Exercises to complete:
1. In the piece on Coventry's court dwellings, rewrite the passage starting at "CovSoc member John" and ending at "their outdoor space.", putting "homes" wherever "housing" occurs.
2. According to the piece on Coventry's court dwellings, how did the city's population change between 1801 and 1841?

Document segment:
CovSoc member John Marshall, chair of Stoke Local History Group, reflects on the rapid growth of court dwellings in 19th century Coventry.

Court 38, Spon Street Photo: Historic Coventry Forum

The industrial population of Coventry expanded very quickly in the early years of the 19th century and, as a result, there was enormous pressure on space within the city’s creaking medieval street plan. The effect was a concentration of housing on every available piece of land.

A number of large old houses, which once had generous gardens, soon lost their outdoor space.

“Many gardens were rapidly built up with parallel rows of small dwellings, often with weavers’ workshops on their upper floors,” notes the Victoria County History. “Passages through or between the houses on the street frontages provided the only access to these crowded and often insanitary courts.”

In the forty years between 1801 and 1841, the population of Coventry almost doubled and it was not considered possible to expand the city outwards, where ancient Lammas and Michaelmas lands were protected from development.

Consequently, virtually all additional housing was squeezed into the inner city. By 1843, a report on working class housing found that conditions were very bad.

“The town possessed many very old houses,” says the County History, “some of which were timber-framed buildings with upper storeys projecting into streets which were often ‘narrow, crooked, ill-lighted, ill-paved and cleansed, and very ill-ventilated. Lanes, courts, and alleys abound in every direction and of the worst kind’.

Listed records:

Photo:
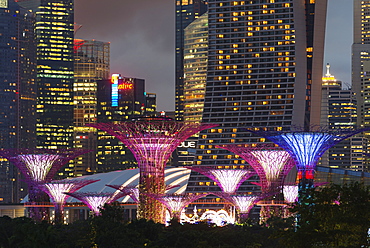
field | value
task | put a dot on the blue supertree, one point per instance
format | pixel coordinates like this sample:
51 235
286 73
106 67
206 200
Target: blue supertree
306 146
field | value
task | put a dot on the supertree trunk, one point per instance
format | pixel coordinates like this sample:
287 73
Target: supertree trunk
58 213
151 183
37 197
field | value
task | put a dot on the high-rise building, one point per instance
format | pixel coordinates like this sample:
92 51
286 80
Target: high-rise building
186 12
54 32
91 65
338 110
265 62
17 92
195 68
120 99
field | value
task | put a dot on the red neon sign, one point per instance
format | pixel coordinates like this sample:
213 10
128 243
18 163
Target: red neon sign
126 86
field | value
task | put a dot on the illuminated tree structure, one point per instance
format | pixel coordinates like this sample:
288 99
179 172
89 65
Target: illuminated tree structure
229 180
56 191
306 147
175 203
242 203
271 163
96 200
152 143
39 166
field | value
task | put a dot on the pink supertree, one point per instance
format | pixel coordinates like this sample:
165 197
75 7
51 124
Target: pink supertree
39 166
175 203
229 180
152 143
56 191
96 200
271 163
242 202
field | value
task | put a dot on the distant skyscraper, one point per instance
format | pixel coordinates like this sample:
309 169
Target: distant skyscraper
54 36
119 99
264 71
186 12
91 65
17 92
195 68
338 109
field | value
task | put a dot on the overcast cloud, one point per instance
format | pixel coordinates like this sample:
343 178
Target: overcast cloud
142 36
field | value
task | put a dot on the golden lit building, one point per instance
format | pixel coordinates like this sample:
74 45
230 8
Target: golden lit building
91 65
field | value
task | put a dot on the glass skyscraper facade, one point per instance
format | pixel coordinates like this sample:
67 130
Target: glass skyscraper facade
54 30
91 65
186 12
195 68
265 62
17 93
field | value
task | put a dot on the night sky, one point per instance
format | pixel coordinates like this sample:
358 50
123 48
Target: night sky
142 36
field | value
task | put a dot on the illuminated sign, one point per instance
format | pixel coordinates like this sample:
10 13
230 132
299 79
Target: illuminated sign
126 86
3 3
188 144
114 80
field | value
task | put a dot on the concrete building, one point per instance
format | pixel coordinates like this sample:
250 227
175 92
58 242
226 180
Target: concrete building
91 65
186 12
265 62
17 93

Answer set:
1.
CovSoc member John Marshall, chair of Stoke Local History Group, reflects on the rapid growth of court dwellings in 19th century Coventry.

Court 38, Spon Street Photo: Historic Coventry Forum

The industrial population of Coventry expanded very quickly in the early years of the 19th century and, as a result, there was enormous pressure on space within the city’s creaking medieval street plan. The effect was a concentration of homes on every available piece of land.

A number of large old houses, which once had generous gardens, soon lost their outdoor space.

2. It almost doubled.